Render every line of the records below as a Markdown table with the columns "Row" and "Line", numbering the rows in order. Skip blank lines.

SOURCE RECORDS:
/---
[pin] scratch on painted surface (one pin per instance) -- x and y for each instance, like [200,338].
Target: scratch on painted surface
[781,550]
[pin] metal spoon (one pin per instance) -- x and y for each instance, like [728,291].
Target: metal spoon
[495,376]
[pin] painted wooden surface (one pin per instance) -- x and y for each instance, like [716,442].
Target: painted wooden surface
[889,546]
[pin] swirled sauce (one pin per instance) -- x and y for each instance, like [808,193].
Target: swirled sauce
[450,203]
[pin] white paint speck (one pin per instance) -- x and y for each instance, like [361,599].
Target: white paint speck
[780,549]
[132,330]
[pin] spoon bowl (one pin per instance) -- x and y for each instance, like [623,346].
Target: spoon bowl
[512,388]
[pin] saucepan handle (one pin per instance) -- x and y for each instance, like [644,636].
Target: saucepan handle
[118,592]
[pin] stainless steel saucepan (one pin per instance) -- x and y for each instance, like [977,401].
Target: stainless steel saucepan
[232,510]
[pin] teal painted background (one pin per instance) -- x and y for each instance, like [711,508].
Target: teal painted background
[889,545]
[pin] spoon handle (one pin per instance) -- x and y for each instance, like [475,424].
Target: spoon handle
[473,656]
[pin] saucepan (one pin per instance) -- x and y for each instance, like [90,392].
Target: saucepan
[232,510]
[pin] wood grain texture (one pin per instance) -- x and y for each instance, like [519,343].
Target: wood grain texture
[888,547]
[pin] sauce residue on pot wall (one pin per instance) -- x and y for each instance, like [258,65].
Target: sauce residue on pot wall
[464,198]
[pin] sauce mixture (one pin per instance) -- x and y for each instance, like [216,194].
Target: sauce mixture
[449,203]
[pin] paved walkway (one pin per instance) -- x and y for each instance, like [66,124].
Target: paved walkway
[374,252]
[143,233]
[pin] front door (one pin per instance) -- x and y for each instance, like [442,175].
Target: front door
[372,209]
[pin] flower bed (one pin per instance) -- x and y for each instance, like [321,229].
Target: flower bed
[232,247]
\---
RESPONSE TO THE TASK:
| Row | Line |
|---|---|
| 1 | [pin] scratch on painted surface (one pin per instance) -- x and y for each instance, like [200,338]. |
| 2 | Target: scratch on painted surface |
| 3 | [781,550] |
| 4 | [pin] metal spoon (one pin per instance) -- x and y for each instance, like [728,291]. |
| 5 | Target: metal spoon |
| 6 | [495,376] |
| 7 | [pin] painted wooden surface (one pin per instance) -- x and y for each instance, like [716,442]. |
| 8 | Target: painted wooden surface |
| 9 | [889,546] |
| 10 | [pin] swirled sauce (one pin per instance) -- x and y for each instance, like [808,193]. |
| 11 | Target: swirled sauce |
| 12 | [450,203] |
| 13 | [pin] white paint speck (one pin per instance) -- x and y for each instance, like [361,599]. |
| 14 | Target: white paint speck |
| 15 | [780,549] |
| 16 | [132,330] |
| 17 | [pin] spoon bowl (one pin per instance) -- x and y for each instance, like [623,346]. |
| 18 | Target: spoon bowl |
| 19 | [512,388] |
| 20 | [pin] saucepan handle (one pin per instance) -- x and y for each instance, like [644,636]. |
| 21 | Target: saucepan handle |
| 22 | [118,592] |
| 23 | [pin] stainless steel saucepan (one pin per instance) -- x and y for each instance, like [977,401]. |
| 24 | Target: stainless steel saucepan |
| 25 | [232,510] |
| 26 | [pin] teal painted background (one pin per instance) -- x and y for each instance, like [711,508]. |
| 27 | Target: teal painted background |
| 28 | [889,545] |
| 29 | [pin] spoon handle (one pin per instance) -- x and y for each instance, like [475,424]. |
| 30 | Target: spoon handle |
| 31 | [473,656] |
| 32 | [pin] saucepan (one pin per instance) -- x and y for each instance, like [90,392]. |
| 33 | Target: saucepan |
| 34 | [232,510] |
| 35 | [pin] wood grain texture (one pin per instance) -- x and y for each instance, like [519,343]. |
| 36 | Target: wood grain texture |
| 37 | [888,547] |
| 38 | [pin] sauce residue on pot wall (one pin per instance) -- x and y for each instance, like [258,65]. |
| 39 | Target: sauce residue on pot wall |
| 40 | [464,198] |
| 41 | [pin] sauce mixture (one pin per instance) -- x and y for each instance, like [216,194]. |
| 42 | Target: sauce mixture |
| 43 | [449,203] |
| 44 | [pin] paved walkway (one pin per instance) -- x and y for each instance, like [66,124]. |
| 45 | Target: paved walkway |
| 46 | [374,252] |
| 47 | [143,233] |
| 48 | [pin] front door (one pin per instance) -- x and y for each instance, like [442,175]. |
| 49 | Target: front door |
| 50 | [372,209] |
| 51 | [pin] flower bed (one pin per instance) -- x and y for each instance, like [321,229]. |
| 52 | Target: flower bed |
| 53 | [232,247] |